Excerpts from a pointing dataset
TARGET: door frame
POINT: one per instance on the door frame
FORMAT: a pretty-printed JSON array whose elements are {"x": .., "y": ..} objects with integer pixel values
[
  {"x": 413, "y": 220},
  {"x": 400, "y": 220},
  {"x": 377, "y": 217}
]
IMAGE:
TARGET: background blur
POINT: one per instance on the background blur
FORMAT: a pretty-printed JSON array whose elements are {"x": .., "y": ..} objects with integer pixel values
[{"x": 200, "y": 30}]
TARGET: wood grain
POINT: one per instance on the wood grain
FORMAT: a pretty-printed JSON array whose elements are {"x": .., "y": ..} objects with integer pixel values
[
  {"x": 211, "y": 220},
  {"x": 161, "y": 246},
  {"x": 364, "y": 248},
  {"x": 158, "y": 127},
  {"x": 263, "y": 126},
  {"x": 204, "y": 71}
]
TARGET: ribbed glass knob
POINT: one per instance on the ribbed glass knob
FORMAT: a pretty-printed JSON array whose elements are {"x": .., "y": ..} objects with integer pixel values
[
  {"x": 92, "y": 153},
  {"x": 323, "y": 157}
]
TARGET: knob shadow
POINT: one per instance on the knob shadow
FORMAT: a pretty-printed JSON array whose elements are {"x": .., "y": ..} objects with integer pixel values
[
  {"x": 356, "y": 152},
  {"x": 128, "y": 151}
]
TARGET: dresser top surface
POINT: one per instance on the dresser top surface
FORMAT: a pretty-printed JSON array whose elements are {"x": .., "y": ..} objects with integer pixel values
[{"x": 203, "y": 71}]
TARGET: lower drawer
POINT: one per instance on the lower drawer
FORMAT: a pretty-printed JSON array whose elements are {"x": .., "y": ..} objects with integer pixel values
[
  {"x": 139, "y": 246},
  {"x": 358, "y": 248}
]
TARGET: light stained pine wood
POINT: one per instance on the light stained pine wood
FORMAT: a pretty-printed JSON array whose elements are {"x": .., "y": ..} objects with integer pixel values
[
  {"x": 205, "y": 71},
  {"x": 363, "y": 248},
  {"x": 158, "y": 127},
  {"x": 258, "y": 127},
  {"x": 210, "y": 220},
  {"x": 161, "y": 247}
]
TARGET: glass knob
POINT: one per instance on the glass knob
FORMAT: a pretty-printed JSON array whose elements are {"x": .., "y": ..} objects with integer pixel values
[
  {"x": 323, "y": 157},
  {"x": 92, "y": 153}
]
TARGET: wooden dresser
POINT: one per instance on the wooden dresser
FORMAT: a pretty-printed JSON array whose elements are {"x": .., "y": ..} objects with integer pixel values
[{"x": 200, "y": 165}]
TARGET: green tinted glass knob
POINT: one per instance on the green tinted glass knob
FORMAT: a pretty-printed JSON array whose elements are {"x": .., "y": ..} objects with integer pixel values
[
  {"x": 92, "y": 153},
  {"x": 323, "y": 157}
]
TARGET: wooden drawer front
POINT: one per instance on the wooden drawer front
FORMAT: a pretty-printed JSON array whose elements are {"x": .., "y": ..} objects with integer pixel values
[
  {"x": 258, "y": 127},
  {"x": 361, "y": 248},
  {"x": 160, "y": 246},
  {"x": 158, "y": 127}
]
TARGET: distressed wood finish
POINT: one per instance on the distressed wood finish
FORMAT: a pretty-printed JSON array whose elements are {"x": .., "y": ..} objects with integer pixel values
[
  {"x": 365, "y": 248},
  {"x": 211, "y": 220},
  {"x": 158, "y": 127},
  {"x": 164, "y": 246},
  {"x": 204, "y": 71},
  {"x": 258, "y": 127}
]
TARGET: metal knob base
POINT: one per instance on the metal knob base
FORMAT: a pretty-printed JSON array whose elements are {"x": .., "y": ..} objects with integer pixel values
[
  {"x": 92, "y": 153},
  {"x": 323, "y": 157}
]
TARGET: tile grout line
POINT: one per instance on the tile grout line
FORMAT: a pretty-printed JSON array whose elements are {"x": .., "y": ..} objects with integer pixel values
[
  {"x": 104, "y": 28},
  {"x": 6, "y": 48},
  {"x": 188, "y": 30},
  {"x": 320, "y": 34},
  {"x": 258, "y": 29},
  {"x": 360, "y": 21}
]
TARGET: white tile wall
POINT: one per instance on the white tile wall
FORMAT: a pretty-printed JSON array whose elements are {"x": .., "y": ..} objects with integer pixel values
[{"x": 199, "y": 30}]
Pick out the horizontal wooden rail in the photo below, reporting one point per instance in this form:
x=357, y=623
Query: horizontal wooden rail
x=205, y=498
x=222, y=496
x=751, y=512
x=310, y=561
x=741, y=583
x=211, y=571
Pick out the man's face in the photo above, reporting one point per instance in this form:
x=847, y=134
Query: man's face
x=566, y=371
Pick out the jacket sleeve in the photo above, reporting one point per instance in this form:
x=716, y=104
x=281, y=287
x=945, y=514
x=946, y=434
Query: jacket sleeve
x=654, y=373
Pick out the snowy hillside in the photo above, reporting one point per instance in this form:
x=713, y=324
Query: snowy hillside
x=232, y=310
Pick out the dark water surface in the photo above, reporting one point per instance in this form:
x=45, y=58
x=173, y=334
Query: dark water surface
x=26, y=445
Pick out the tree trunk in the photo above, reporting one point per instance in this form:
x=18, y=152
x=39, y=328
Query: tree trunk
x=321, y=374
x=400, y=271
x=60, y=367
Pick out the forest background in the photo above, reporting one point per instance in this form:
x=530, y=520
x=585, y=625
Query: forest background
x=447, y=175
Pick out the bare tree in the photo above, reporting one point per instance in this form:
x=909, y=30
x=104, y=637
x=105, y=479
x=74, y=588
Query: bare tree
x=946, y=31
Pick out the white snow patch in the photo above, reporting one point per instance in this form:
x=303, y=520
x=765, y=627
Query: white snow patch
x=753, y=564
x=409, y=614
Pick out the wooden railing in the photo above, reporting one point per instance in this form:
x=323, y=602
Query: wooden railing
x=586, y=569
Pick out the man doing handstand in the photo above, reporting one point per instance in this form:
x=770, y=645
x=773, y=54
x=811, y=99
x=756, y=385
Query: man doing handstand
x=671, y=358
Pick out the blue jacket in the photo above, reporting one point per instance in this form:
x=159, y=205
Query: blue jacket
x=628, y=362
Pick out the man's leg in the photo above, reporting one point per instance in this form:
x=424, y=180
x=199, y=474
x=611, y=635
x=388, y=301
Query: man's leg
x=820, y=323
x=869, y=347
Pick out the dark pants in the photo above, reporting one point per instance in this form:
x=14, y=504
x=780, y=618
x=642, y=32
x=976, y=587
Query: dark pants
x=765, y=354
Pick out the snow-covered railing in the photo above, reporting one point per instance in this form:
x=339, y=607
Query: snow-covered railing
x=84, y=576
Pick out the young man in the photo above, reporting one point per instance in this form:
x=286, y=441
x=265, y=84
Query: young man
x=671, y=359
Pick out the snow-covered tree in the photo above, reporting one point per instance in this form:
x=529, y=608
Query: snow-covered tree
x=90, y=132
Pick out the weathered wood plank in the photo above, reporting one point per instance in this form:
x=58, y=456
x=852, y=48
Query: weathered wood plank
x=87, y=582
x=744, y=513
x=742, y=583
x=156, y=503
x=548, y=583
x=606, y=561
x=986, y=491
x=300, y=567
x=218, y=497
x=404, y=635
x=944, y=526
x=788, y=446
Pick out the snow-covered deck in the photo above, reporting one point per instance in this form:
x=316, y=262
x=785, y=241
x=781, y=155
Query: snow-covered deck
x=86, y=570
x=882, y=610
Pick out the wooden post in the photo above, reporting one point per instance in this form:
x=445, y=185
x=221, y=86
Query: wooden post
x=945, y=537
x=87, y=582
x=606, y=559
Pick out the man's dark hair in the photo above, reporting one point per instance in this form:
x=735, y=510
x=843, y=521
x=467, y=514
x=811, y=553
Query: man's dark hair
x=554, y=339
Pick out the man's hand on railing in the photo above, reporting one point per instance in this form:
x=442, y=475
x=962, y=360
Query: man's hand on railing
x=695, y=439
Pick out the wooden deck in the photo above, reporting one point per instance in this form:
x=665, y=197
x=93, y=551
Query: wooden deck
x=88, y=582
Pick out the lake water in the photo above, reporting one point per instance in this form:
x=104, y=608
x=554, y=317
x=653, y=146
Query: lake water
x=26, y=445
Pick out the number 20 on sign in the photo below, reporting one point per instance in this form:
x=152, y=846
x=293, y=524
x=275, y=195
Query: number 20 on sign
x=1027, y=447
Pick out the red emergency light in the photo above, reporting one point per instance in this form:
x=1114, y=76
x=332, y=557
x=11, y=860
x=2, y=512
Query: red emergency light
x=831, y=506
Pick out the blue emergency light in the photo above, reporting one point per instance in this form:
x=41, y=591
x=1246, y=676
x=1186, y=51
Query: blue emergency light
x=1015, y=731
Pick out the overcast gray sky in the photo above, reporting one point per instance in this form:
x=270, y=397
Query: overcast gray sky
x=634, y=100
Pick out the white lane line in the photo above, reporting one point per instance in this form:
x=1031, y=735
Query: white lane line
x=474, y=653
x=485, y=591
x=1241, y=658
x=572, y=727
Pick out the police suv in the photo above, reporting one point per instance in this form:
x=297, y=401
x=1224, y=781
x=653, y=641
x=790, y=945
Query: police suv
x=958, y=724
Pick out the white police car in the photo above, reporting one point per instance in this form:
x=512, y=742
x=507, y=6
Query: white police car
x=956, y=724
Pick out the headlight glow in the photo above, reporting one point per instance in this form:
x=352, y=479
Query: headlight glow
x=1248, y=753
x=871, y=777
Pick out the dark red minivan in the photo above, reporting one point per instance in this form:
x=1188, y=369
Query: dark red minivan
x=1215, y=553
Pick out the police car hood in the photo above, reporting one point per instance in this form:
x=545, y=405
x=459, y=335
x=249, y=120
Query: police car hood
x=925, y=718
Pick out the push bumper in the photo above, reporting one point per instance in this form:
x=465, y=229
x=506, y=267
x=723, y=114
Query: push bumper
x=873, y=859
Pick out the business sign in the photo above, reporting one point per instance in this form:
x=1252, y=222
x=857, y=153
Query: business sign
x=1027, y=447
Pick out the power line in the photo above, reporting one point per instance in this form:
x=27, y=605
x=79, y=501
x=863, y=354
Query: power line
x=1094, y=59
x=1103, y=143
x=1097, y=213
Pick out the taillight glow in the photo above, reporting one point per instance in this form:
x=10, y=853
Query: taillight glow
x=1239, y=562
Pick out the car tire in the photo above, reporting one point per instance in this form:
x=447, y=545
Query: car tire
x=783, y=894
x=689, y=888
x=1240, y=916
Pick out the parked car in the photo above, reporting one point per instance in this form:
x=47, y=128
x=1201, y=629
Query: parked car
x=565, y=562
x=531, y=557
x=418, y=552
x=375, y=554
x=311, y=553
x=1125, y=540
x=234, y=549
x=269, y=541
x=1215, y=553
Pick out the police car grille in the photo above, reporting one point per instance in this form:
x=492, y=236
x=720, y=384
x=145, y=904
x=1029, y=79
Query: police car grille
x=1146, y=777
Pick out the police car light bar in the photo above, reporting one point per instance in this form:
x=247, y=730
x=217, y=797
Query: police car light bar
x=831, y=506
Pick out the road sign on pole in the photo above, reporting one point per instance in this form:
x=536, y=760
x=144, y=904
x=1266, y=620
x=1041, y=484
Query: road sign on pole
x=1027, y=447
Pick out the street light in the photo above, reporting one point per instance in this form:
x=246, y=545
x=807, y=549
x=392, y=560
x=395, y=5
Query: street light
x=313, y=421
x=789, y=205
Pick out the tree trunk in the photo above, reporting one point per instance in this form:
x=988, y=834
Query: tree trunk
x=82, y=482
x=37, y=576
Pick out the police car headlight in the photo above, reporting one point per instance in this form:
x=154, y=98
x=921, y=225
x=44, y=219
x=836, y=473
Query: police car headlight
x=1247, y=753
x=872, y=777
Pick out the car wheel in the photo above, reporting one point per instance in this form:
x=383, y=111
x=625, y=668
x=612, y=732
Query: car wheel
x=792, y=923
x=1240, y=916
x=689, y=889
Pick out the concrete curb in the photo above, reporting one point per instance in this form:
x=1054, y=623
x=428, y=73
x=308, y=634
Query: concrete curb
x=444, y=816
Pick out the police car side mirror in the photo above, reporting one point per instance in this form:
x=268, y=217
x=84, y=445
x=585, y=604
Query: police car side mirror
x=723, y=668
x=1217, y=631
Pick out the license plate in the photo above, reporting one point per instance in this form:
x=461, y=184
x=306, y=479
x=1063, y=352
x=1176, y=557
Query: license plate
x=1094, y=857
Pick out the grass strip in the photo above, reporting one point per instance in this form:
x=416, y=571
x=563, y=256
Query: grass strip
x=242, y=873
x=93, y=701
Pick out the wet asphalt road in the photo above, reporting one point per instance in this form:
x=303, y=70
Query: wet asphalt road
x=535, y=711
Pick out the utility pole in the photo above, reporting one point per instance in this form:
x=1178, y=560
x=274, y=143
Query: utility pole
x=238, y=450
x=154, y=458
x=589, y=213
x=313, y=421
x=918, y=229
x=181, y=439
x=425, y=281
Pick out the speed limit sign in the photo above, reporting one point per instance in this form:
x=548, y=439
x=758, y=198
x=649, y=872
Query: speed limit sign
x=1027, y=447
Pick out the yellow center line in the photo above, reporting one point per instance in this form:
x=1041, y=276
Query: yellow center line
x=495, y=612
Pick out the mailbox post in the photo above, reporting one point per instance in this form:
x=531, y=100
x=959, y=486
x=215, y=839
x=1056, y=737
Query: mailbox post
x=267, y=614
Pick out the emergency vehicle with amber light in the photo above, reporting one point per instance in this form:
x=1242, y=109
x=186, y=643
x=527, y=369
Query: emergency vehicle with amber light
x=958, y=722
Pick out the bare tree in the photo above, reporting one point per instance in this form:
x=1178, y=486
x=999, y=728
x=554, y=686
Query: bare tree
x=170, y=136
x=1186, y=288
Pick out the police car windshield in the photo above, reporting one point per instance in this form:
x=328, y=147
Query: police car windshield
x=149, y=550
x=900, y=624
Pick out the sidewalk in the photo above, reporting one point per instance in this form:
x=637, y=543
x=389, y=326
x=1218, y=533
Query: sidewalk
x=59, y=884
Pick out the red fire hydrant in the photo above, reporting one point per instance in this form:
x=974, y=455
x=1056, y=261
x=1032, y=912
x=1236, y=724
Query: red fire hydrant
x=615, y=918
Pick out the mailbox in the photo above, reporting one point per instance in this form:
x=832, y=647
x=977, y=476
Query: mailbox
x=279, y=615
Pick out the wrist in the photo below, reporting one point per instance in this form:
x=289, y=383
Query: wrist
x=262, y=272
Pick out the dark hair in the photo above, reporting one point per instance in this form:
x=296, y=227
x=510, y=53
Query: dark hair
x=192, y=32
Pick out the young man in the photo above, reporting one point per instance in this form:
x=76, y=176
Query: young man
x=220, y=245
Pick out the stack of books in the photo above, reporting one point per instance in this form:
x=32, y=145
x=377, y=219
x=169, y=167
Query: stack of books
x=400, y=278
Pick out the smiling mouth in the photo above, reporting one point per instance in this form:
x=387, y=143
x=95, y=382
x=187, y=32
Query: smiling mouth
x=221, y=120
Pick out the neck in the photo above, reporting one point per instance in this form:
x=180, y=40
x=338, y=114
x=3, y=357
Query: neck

Given exercise: Recast the portion of the records above that opens with the line containing "Pick out the wooden deck" and closes with the line containing "x=572, y=727" as a JSON list of strings. Include one string per line and omit any blank lines.

Solution for this exercise:
[
  "Pick out the wooden deck in the photo above, reporting one point per instance in this form:",
  "x=665, y=197",
  "x=93, y=551",
  "Query: wooden deck",
  "x=88, y=582",
  "Pick out the lake water in the photo above, reporting one point per instance in this form:",
  "x=104, y=608",
  "x=554, y=317",
  "x=653, y=146",
  "Query: lake water",
  "x=26, y=445",
  "Pick out the number 20 on sign in the photo below, reporting one point per instance in this form:",
  "x=152, y=846",
  "x=293, y=524",
  "x=275, y=195",
  "Query: number 20 on sign",
  "x=1027, y=447",
  "Pick out the red emergency light in the photo above, reporting one point per instance in this form:",
  "x=1114, y=76",
  "x=332, y=557",
  "x=11, y=860",
  "x=2, y=512",
  "Query: red emergency light",
  "x=831, y=506",
  "Pick out the blue emergency light in the photo above, reporting one point per instance in this form:",
  "x=41, y=591",
  "x=1246, y=676",
  "x=1186, y=51",
  "Query: blue emergency light",
  "x=1015, y=731",
  "Pick out the overcast gray sky in the photo above, reporting one point per instance in this form:",
  "x=270, y=397",
  "Query: overcast gray sky",
  "x=634, y=100",
  "Pick out the white lane line in the photo above, reporting one point per instance in this form:",
  "x=1031, y=735",
  "Query: white lane line",
  "x=474, y=653",
  "x=485, y=591",
  "x=1241, y=658",
  "x=572, y=727"
]